> [TASK DETAILS]: Extend the text on David's painting Death of Marat with a few more paragraphs, picking up after its final sentence.

At a time of great social upheaval, which would ultimately lead to the overthrow of the French monarchy and the establishment of a republic, Marat won many admirers — not least the artist David — and also many rivals. One revolutionary faction, the Girondins, though in favor of removing the monarchy, were unhappy with the spiraling momentum of the Revolution. Marat became one of their targets. On the night of the 13th July 1793, Charlotte Corday, a sympathizer of the Girondins, entered Marat’s chambers with a 6-inch kitchen knife and stabbed him once in the chest whilst he lay in his bath. She was quickly arrested and executed by guillotine four days later.
The piece of paper in Marat’s hand is the letter that Corday used to gain admission to see Marat. The letter reads (translated into in English)
July 13., 1793
Marie anne Charlotte
Corday to the citizen
My great unhappiness
gives me a Right
to your kindness
The painting, then, captures the aftermath of a political murder, one in which the victim has been deceived into welcoming his assassin. Jacques-Louis David has created the image with the explicit intention of valorizing Marat, of turning his death into a political martyrdom.
Classical principles of style
Every care has been taken to glamorize the subject. David was a painter from the Neoclassical school. The emphasis of this school was on principles of simplicity and harmony, drawing inspiration from the “classical” art and culture of Greek and Roman antiquity. To evoke such antecedents was a rhetorical statement as much as it was about learning from the past: a representation of a noble event through noble artistic principles.
Born in 1748, David was the most prominent member of the Neoclassical school. His painting style marked a turning point in the history of French art, away from the pleasure-seeking, game-playing traditions of Rococo and towards the more austere idealism of the classical world. His first decisive painting, the Oath of the Horatii (1784) was immediately recognized as a landmark in painting, and in its theme celebrated the virtues of the early Roman Republic.
David’s style was apt for the depiction of modern-day heroes. Death of Marat is a memorial painting, adorned with the simple tribute from the artist engraved on the upturned box, À MARAT, DAVID.

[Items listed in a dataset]
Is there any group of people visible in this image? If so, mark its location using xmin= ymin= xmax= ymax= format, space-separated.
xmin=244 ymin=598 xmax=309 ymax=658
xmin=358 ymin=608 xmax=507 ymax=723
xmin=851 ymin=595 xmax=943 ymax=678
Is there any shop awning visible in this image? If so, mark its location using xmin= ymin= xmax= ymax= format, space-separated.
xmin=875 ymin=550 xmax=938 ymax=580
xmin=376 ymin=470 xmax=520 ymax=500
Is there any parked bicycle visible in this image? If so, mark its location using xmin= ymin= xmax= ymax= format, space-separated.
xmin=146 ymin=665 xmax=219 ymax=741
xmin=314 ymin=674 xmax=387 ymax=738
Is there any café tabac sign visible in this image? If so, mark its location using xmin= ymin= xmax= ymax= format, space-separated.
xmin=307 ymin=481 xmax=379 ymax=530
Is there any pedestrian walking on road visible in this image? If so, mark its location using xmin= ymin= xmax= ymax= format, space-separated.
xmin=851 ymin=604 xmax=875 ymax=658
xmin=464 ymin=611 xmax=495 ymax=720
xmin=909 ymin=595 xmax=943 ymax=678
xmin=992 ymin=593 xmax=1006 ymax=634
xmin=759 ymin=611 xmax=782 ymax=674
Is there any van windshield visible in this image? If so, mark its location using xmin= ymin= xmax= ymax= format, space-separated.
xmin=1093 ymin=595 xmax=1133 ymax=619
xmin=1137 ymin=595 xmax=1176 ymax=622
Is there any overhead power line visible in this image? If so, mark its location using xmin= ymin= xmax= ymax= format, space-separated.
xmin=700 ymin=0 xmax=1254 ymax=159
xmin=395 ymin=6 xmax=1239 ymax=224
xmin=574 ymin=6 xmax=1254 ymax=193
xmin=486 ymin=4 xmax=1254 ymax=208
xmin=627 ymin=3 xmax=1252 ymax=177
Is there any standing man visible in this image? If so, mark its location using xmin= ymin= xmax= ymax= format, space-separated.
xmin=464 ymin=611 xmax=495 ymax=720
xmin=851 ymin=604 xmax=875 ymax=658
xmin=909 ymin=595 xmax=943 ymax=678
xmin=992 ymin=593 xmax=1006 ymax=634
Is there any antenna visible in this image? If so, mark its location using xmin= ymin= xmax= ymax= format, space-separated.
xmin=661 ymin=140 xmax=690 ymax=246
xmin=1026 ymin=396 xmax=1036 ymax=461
==
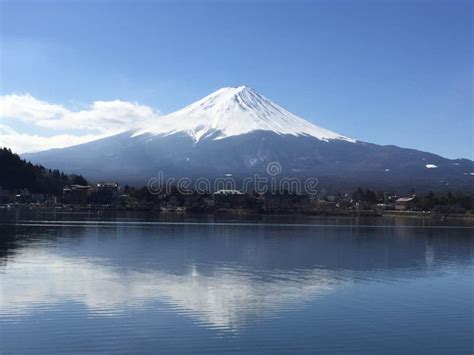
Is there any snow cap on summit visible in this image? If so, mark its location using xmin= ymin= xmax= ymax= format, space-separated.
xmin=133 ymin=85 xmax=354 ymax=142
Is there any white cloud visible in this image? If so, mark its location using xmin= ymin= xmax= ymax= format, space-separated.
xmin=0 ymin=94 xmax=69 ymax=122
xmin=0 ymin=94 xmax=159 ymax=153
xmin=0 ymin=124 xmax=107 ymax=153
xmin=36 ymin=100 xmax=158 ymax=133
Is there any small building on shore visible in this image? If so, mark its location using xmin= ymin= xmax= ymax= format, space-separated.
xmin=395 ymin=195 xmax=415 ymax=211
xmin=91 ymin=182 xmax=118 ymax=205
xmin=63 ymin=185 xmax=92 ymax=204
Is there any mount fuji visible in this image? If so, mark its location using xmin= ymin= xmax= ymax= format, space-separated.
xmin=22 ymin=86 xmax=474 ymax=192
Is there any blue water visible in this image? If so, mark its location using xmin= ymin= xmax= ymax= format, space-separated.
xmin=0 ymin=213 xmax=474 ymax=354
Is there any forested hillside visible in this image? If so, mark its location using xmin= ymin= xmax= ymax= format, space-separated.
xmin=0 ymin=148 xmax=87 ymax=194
==
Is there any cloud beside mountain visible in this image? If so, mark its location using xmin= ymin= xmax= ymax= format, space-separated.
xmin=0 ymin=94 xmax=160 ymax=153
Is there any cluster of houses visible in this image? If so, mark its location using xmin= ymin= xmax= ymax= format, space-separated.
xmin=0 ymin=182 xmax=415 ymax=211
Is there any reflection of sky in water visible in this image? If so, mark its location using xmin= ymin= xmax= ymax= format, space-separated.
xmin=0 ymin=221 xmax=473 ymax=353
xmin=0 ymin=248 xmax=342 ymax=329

> [REPLY]:
David was also known to have admired Caravaggio’s The Entombment of Christ, from which the gracefully hanging arm was a likely source of inspiration. It is not an exaggeration to say that David painted Marat with a deliberate attempt to evoke a Christ-like figure.
In his Death of Marat, David has employed a direct and uncompromising style. The vantage point is straight-on. There are no additional details, of setting, time of day, or anything that tells us of the man’s status or background. Like Caravaggio’s Christ, all we have is the semi-naked figure of a tragic martyr.
To witness how stark David’s style is, it is useful to compare another painting of Marat’s murder. In 1860, Paul-Jacques-Aimé Baudry painted a version of the murder in which Charlotte Corday is also included (see below): in this work there is a different sort of drama, more active and present, more chaotic. The space of the bathroom is clearly described; a window lights the space from the right, and Charlotte Corday is shown as the main character.
In comparison, the mood of David’s work emerges more clearly as a precise combination of tenderness and lucidity: human pathos with geometrical planning. Few works of art achieve the same potency in such a pared-down, structured style.
The poet Baudelaire wrote of the painting, “The drama is here, vivid in its pitiful horror. This painting is David’s masterpiece and one of the great curiosities of modern art because, by a strange feat, it has nothing trivial or vile … This work contains something both poignant and tender; a soul is flying in the cold air of this room, on these cold walls, around this cold funerary tub.”